---- Input data

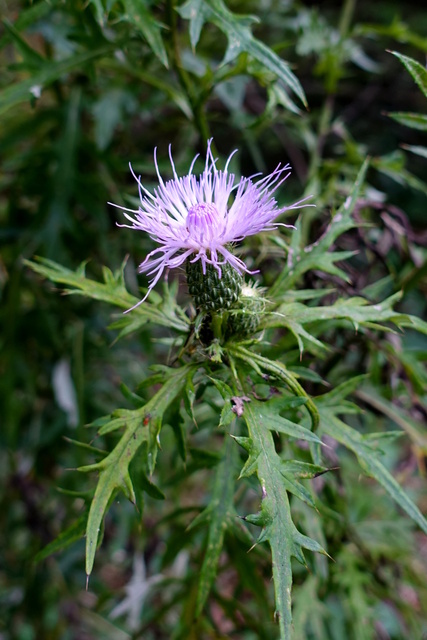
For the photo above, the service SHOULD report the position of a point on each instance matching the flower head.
(198, 218)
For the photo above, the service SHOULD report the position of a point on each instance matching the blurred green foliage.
(86, 88)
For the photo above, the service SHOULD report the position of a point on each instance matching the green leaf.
(356, 310)
(274, 422)
(412, 120)
(220, 516)
(417, 71)
(366, 454)
(140, 426)
(25, 90)
(113, 292)
(240, 38)
(275, 517)
(138, 14)
(66, 538)
(278, 369)
(318, 256)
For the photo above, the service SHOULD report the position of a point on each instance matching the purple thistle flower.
(194, 217)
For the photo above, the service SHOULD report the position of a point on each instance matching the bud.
(245, 317)
(210, 291)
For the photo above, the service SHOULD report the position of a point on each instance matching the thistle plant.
(229, 369)
(238, 449)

--------

The problem »
Output each entry above word for word. The pictures stay out.

Your solution »
For the photo above, the service SHOULD report the position of a point on each instance matching the flower head.
(198, 218)
For the photo above, the service SHOULD report the position of a point on each instance matching the blurred green foliage.
(86, 88)
For the photo above, the service SHOULD report the position of a point on each instance matching the green leaf.
(356, 310)
(274, 422)
(412, 120)
(220, 516)
(417, 71)
(366, 454)
(140, 426)
(25, 90)
(113, 292)
(240, 38)
(275, 517)
(138, 14)
(66, 538)
(278, 369)
(318, 256)
For the photo above, the service SHOULD report the position of a point on each instance matching the purple thistle flower.
(194, 217)
For the photo above, the service SHOULD report the position of a point on each instance matching the bud.
(245, 317)
(210, 291)
For the photo above, the service SHOULD report the position of a point on each instance matching the thistle plant.
(229, 369)
(238, 449)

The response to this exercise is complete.